§ **Passage provided**
↓↓↓

[Date Prev][Date Next][Thread Prev][Thread Next][Date Index][Thread Index]

Re: [HTCondor-users] CondorCE to Condor authz question [condor 24.3.0, htcondor-ce 24.0.2]



Hi Thomas,

This doesnât address your token problem, but the auth problem you are seeing is not CE-Schedd to LRMS-Schedd but rather CE-Schedd/JobRouter to LRMS-Collector. Since the CE-Schedd and LRMS-Collector do *not* run on the same machine, they cannot auth via FS.

Even if the CE-Schedd and LRMS-Schedd run on the same machine, the CE-Schedd does not actually know that. It asks the LRMS-Collector for the address of the LRMS-Schedd, then connects to that address.

Cheers,
Max

> On 18. Mar 2025, at 15:19, Thomas Hartmann <thomas.hartmann@xxxxxxx> wrote:
> 
> Hi all,
> 
> I encountered an odd(?) issue with our preproduction CondorCE where the submission from the CE to the Condor sched failed with FS (and other authentication methods).

↑↑↑

§ **Objective 1**
In the forum reply, why can't the CE-Schedd and the LRMS-Collector authenticate via FS?
§ **Objective 2**
Please turn everything in the listing from its first line down to the line that contains "[[139, 201]]", inclusive, into a numbered list, leaving out blank lines and no others.
The forum reply and the listing are unrelated material.

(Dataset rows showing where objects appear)

↓↓↓

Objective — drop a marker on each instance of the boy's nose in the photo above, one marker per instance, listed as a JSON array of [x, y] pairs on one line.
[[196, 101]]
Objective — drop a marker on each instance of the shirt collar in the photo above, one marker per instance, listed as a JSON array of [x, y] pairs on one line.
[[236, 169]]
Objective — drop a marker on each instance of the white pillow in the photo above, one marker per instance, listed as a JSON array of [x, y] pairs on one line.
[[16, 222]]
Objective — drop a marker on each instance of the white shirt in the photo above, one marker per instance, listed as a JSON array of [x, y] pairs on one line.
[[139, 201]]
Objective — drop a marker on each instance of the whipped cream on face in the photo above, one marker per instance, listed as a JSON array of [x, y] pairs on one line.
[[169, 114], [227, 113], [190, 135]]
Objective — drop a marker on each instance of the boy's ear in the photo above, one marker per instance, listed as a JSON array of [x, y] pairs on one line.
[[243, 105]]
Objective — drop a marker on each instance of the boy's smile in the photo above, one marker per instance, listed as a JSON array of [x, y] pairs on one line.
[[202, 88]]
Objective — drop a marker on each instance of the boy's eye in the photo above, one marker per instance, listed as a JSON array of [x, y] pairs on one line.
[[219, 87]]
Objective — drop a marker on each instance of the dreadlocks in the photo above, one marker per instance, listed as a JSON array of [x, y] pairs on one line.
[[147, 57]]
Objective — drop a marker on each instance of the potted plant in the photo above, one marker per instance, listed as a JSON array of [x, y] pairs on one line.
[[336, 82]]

↑↑↑

§ **Correct output 1**
They do not run on the same machine.

§ **Correct output 2**
1. Objective — drop a marker on each instance of the boy's nose in the photo above, one marker per instance, listed as a JSON array of [x, y] pairs on one line.
2. [[196, 101]]
3. Objective — drop a marker on each instance of the shirt collar in the photo above, one marker per instance, listed as a JSON array of [x, y] pairs on one line.
4. [[236, 169]]
5. Objective — drop a marker on each instance of the white pillow in the photo above, one marker per instance, listed as a JSON array of [x, y] pairs on one line.
6. [[16, 222]]
7. Objective — drop a marker on each instance of the white shirt in the photo above, one marker per instance, listed as a JSON array of [x, y] pairs on one line.
8. [[139, 201]]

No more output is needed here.